## Task objective:
Convert the rows that begin at the line containing "Point me to the utility pole." and run through the end of the rows into a two-column CSV with the headers "input" and "target". Each text line and the answer beneath it form one CSV line, and each goes in a single quoted field with line breaks turned into spaces.

# start of Data shown

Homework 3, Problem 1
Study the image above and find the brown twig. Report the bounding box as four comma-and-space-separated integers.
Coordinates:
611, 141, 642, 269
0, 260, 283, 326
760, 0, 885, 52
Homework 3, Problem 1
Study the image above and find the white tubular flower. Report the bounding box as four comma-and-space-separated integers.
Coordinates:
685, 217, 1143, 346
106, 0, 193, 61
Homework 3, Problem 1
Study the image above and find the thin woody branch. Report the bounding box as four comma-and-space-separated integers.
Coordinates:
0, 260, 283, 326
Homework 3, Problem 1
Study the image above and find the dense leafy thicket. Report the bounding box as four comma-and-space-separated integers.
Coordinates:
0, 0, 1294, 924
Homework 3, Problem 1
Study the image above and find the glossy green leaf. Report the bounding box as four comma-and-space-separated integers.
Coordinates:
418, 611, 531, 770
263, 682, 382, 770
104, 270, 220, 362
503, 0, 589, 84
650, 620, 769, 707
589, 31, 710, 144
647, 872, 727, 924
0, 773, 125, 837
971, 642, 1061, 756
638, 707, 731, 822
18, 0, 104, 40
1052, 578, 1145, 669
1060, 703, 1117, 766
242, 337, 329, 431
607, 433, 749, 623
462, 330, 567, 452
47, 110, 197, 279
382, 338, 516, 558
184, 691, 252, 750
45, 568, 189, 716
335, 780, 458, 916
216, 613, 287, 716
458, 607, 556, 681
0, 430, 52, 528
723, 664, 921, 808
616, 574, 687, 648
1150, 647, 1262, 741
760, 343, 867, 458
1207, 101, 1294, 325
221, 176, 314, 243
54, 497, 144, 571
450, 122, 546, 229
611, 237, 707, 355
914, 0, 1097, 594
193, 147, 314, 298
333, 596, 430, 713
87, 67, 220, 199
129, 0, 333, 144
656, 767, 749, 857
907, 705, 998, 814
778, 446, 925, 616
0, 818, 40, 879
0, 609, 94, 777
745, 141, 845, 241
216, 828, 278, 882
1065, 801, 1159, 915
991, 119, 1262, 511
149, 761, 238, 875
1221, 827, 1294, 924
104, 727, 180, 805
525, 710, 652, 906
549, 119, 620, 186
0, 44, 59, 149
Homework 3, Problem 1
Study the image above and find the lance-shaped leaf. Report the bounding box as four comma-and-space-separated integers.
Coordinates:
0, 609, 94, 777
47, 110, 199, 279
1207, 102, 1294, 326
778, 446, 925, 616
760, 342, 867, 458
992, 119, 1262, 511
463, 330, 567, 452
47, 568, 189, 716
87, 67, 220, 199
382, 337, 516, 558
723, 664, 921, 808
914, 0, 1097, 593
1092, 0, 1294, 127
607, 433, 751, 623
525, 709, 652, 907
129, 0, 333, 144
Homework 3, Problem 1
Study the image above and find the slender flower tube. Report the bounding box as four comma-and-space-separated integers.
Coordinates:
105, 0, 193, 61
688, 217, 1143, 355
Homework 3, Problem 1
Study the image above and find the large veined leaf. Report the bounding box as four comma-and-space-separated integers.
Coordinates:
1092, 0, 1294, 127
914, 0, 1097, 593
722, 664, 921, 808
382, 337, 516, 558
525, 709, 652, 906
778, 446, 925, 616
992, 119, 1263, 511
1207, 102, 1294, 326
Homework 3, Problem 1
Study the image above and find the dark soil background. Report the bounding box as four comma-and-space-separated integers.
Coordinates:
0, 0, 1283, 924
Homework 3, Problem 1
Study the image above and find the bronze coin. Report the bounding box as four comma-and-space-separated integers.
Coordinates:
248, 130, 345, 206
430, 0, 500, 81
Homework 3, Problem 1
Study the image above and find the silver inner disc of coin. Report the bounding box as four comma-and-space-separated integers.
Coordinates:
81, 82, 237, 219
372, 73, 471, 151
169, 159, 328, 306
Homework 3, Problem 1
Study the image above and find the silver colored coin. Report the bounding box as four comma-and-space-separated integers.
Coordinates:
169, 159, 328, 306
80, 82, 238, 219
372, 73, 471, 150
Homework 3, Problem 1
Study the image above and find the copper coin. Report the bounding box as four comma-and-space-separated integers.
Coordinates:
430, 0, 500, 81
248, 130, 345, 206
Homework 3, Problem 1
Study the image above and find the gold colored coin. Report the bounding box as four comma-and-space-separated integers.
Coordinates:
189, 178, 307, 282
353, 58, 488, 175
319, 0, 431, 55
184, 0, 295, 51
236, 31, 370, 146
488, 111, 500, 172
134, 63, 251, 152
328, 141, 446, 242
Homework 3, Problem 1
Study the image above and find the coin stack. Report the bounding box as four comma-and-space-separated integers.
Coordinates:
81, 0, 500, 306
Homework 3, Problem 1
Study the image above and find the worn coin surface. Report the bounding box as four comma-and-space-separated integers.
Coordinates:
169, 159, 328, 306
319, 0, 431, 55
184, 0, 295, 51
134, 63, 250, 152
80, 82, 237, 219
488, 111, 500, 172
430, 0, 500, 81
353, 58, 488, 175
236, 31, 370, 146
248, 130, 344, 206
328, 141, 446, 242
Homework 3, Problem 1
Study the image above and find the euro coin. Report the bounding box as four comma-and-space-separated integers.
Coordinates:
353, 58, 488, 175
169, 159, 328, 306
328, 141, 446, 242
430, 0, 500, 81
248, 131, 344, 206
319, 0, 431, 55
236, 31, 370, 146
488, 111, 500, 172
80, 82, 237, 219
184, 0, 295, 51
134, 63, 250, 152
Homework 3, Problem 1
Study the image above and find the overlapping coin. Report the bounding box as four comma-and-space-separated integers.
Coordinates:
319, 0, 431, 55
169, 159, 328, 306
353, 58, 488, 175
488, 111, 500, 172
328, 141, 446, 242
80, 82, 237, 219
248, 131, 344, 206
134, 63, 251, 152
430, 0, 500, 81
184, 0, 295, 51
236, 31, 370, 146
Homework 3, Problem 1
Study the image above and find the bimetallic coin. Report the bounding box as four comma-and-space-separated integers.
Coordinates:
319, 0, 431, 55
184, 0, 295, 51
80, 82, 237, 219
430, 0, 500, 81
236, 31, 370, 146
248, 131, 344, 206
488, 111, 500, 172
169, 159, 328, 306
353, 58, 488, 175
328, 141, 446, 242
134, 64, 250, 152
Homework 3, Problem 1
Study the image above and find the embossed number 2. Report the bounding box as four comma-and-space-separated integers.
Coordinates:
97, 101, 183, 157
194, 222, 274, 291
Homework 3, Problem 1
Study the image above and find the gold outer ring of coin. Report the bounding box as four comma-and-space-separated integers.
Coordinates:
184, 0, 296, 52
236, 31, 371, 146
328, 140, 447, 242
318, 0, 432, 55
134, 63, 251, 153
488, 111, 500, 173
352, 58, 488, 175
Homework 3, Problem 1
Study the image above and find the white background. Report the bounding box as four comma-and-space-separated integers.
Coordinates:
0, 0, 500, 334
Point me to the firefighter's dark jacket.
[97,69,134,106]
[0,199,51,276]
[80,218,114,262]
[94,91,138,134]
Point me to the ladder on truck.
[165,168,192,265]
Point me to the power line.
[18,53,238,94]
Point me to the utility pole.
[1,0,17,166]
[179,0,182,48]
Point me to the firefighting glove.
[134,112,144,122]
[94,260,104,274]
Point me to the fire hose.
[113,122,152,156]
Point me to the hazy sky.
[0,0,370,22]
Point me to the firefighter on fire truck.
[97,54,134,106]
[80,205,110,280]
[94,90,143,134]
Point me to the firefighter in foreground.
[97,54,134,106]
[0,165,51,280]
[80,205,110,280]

# end of Data shown

## Complete answer:
input,target
"Point me to the utility pole.","[1,0,17,166] [179,0,182,48]"
"Point me to the firefighting glove.","[134,112,144,122] [94,260,104,274]"
"Point me to the fire hose.","[113,122,152,156]"
"Point me to the hazy sky.","[0,0,370,22]"
"Point me to the firefighter on fire truck.","[97,54,134,106] [80,205,110,280] [94,90,143,134]"
"Point me to the firefighter in foreground.","[97,54,134,106] [0,165,51,280] [80,205,110,280]"